- [THE TASK] Could you rewrite all of the records below with "instance" changed to "occurrence" and everything else left the same?
╔══
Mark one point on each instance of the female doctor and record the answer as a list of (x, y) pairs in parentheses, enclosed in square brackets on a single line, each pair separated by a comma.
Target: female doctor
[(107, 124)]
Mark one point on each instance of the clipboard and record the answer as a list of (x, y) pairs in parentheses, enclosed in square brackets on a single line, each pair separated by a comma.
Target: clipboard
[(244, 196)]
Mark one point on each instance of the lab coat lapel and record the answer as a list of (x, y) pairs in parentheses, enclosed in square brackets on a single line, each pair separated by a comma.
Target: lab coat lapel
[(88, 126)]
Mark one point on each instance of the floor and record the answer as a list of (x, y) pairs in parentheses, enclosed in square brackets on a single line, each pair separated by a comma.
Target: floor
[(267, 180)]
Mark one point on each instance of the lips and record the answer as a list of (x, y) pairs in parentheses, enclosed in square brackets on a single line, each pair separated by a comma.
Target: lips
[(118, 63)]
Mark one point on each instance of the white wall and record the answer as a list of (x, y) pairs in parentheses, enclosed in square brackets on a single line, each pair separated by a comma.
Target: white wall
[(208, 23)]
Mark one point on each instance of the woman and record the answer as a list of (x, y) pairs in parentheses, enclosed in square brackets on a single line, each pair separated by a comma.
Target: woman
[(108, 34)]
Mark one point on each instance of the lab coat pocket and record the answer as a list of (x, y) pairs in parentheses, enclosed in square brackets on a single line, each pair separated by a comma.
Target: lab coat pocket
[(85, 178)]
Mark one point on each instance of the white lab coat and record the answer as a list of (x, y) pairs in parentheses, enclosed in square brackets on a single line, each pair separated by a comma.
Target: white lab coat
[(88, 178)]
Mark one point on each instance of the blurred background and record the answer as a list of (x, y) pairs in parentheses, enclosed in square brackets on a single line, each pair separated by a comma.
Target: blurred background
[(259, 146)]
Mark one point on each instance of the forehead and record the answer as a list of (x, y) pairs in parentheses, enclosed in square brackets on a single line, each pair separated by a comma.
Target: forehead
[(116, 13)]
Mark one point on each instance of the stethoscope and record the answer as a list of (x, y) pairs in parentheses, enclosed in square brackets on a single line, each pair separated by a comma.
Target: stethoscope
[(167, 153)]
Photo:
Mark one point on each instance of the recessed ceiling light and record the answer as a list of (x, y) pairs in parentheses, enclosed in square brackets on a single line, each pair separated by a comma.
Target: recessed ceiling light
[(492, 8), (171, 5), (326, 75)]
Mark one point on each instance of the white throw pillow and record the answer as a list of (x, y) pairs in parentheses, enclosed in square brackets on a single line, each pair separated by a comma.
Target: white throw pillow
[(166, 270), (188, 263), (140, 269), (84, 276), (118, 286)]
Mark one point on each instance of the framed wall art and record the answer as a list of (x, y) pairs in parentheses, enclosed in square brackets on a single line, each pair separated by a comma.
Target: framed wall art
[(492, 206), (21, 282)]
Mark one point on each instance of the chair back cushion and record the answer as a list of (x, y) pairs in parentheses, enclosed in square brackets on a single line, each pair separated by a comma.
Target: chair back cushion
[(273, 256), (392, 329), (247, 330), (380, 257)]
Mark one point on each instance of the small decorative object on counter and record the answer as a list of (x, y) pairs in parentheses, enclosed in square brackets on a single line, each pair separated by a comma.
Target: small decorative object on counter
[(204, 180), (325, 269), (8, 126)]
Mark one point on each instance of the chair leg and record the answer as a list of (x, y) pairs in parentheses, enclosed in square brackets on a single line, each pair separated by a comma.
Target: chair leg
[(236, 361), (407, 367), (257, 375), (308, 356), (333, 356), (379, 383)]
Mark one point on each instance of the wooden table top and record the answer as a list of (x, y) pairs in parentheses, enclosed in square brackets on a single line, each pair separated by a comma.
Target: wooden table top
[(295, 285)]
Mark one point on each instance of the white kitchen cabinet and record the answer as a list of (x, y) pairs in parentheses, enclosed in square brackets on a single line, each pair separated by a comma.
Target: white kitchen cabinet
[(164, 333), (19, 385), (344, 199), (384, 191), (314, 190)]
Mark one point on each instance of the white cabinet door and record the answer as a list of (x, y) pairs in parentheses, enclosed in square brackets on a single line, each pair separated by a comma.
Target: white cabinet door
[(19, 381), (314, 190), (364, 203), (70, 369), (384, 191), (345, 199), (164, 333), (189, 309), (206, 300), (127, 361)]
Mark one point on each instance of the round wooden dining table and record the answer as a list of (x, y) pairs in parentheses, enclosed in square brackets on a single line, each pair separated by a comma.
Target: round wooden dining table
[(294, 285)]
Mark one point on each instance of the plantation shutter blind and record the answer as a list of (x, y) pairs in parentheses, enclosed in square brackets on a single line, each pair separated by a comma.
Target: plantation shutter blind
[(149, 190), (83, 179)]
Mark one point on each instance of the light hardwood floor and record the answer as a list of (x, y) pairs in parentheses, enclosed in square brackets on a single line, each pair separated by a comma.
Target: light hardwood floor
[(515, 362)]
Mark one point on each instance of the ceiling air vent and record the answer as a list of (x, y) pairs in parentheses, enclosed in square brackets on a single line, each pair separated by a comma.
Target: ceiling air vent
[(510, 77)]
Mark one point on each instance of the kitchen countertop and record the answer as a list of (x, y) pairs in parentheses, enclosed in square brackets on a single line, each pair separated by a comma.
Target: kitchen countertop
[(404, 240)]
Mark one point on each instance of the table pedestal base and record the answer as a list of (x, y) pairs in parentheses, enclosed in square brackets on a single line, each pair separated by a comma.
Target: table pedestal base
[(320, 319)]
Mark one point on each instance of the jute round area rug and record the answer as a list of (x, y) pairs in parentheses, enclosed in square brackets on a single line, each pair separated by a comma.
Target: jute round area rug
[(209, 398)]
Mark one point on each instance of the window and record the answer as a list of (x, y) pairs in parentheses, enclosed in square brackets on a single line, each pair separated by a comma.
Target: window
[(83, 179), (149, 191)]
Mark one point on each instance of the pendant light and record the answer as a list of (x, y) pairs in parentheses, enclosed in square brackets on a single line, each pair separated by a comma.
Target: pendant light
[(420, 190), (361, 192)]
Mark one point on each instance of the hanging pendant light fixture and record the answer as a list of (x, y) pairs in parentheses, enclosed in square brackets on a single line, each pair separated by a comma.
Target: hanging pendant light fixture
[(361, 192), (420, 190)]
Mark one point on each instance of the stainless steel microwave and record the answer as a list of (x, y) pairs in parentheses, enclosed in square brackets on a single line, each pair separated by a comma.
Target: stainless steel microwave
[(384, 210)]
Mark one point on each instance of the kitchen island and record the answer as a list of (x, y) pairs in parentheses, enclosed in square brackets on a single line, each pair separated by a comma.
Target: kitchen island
╚══
- [TASK RESPONSE]
Mark one point on each occurrence of the female doctor and record the answer as a list of (x, y) pairs in parentheses, enclosed in square brackets on a single line, each pair separated by a comma.
Target: female doctor
[(107, 124)]
Mark one point on each occurrence of the clipboard and record the answer as a list of (x, y) pairs in parentheses, enclosed in square brackets on a single line, each pair separated by a comma.
Target: clipboard
[(244, 196)]
Mark one point on each occurrence of the lab coat lapel and record the answer as a list of (x, y) pairs in parentheses, enclosed in square brackets on a single line, each pair separated by a comma.
Target: lab coat lapel
[(88, 126)]
Mark one point on each occurrence of the floor and record the answer as a list of (x, y) pairs in parentheses, enclosed in square brackets on a single line, each pair separated by a comma.
Target: floor
[(267, 180)]
Mark one point on each occurrence of the lips and record the answer as a list of (x, y) pairs in parentheses, enclosed in square brackets on a single line, each pair separated by a comma.
Target: lips
[(118, 63)]
Mark one point on each occurrence of the white wall and record the answer as a list of (x, y) pairs in parentheses, enclosed in square brackets on a single line, each pair separated by a comma.
Target: white wall
[(208, 23)]
Mark one point on each occurrence of the woman and record the answer as a list of (x, y) pairs in parentheses, enclosed in square brackets on a single line, each pair separated by a comma.
Target: woman
[(108, 34)]
Mark one point on each occurrence of the lab coat pocket and record the answer as a list of (x, y) pairs in parentheses, enclosed in square brackets on a single line, each pair separated by a comma.
Target: lab coat pocket
[(85, 178)]
Mark one point on each occurrence of the white lab coat and record the answer as a list of (x, y) pairs in parentheses, enclosed in square brackets on a single line, each pair separated by a comma.
Target: white lab coat
[(88, 178)]
Mark one point on each occurrence of the blurred background and record the answer as a list of (x, y) pairs in parentheses, enclosed in square brackets on a single line, each pair separated by a comma.
Target: blurred background
[(259, 146)]
Mark one point on each occurrence of the forehead and record the answer as a list of (x, y) pairs in parentheses, enclosed in square brackets on a single line, each pair separated by a comma.
Target: forehead
[(116, 13)]
Mark one point on each occurrence of the stethoscope and record the answer as a list of (x, y) pairs in parentheses, enclosed in square brackets on a single line, each pair separated by a comma.
Target: stethoscope
[(167, 153)]
Photo:
Mark one point on each occurrence of the recessed ceiling light and record the answer as a list of (x, y) pairs in parentheses, enclosed in square brackets on a single line, each pair separated by a comma.
Target: recessed ceiling light
[(492, 8), (171, 5), (326, 75)]
Mark one point on each occurrence of the white throw pillow and record the answer as a list of (x, y) pairs in parentheses, enclosed in square brackets on a single line, each pair separated by a comma.
Target: white throw pillow
[(166, 270), (188, 263), (140, 269), (84, 276), (118, 286)]
Mark one point on each occurrence of the framed wall art and record the answer as a list of (x, y) pairs in parentheses, enclosed in square brackets on a single line, each pair separated by a comma.
Target: framed wall art
[(492, 206), (21, 282)]
Mark one point on each occurrence of the chair back cushion and record the answer as a list of (x, y) pairs in parentheses, enclosed in square brackets on a single line, each pair separated by a comma.
Target: chair back cushion
[(273, 256), (392, 329), (247, 330), (380, 257)]
Mark one point on each occurrence of the small decorative object on counter and record the answer as a list of (x, y) pairs in parentheses, enclosed in square brackets on a single line, each pair separated by a comma.
Target: small decorative object on counter
[(204, 180), (325, 269), (8, 126)]
Mark one point on each occurrence of the chair leg and record the answer as a list of (x, y) pairs in parentheses, enclosed in square brackets on a single line, each pair separated by a comma.
Target: chair leg
[(236, 361), (407, 367), (257, 375), (308, 356), (333, 356), (379, 383)]
Mark one point on each occurrence of the wooden table top and record the answer as a list of (x, y) pairs in parentheses, enclosed in square brackets on a single line, each pair separated by a comma.
Target: wooden table top
[(295, 285)]
Mark one point on each occurrence of the white kitchen cabinet and record the answer as a list of (x, y) pairs in parentheses, enclosed in square brackets on a single line, each pair separated by a comma.
Target: white kitchen cabinet
[(164, 333), (19, 385), (344, 199), (384, 191), (314, 190)]
Mark one point on each occurrence of the white cabinet door and record the answer as a list of (x, y) pairs in parentheses, enclosed in square brackets on a single line, each pair separated by a comma.
Target: white cabinet door
[(19, 381), (314, 190), (364, 203), (70, 369), (384, 191), (345, 199), (164, 333), (189, 309), (206, 300), (127, 361)]
Mark one point on each occurrence of the round wooden dining table and record the answer as a list of (x, y) pairs in parentheses, enclosed in square brackets on a single line, each pair separated by a comma.
Target: round wooden dining table
[(294, 285)]
Mark one point on each occurrence of the plantation shutter blind and record the answer as a list of (x, y) pairs in parentheses, enclosed in square brackets on a single line, each pair separated by a comma.
Target: plantation shutter blind
[(149, 190), (83, 179)]
Mark one point on each occurrence of the light hardwood floor and record the answer as a list of (x, y) pairs in parentheses, enclosed in square brackets on a single line, each pair separated by a comma.
Target: light hardwood floor
[(515, 362)]
Mark one point on each occurrence of the ceiling air vent and record the answer as a list of (x, y) pairs in parentheses, enclosed in square brackets on a single line, each pair separated by a comma.
Target: ceiling air vent
[(510, 77)]
Mark one point on each occurrence of the kitchen countertop and record the answer as a list of (x, y) pairs in parentheses, enclosed in square brackets on a single line, each pair separated by a comma.
Target: kitchen countertop
[(404, 240)]
Mark one point on each occurrence of the table pedestal base and record the answer as a list of (x, y) pairs in parentheses, enclosed in square brackets on a single line, each pair separated by a comma.
Target: table pedestal base
[(320, 319)]
Mark one point on each occurrence of the jute round area rug and record the answer as a list of (x, y) pairs in parentheses, enclosed in square brackets on a single line, each pair separated by a comma.
Target: jute round area rug
[(209, 398)]
Mark one point on each occurrence of the window and record the answer as a list of (x, y) pairs in parentheses, enclosed in square brackets on a single line, each pair separated by a comma.
Target: window
[(83, 179), (149, 191)]
Mark one point on each occurrence of the pendant light and record the answer as a list of (x, y) pairs in parentheses, enclosed in square brackets on a single line, each pair separated by a comma.
Target: pendant light
[(420, 190), (361, 192)]
Mark one point on each occurrence of the hanging pendant light fixture and record the answer as a list of (x, y) pairs in parentheses, enclosed in square brackets on a single line, each pair separated by a comma.
Target: hanging pendant light fixture
[(361, 192), (420, 190)]
Mark one point on each occurrence of the stainless steel microwave and record the answer as a list of (x, y) pairs in parentheses, enclosed in square brackets on a single line, each pair separated by a comma.
Target: stainless steel microwave
[(384, 210)]
Mark one point on each occurrence of the kitchen island and record the answer as a list of (x, y) pairs in parentheses, enclosed in square brackets on a single line, each pair separated by a comma.
Target: kitchen island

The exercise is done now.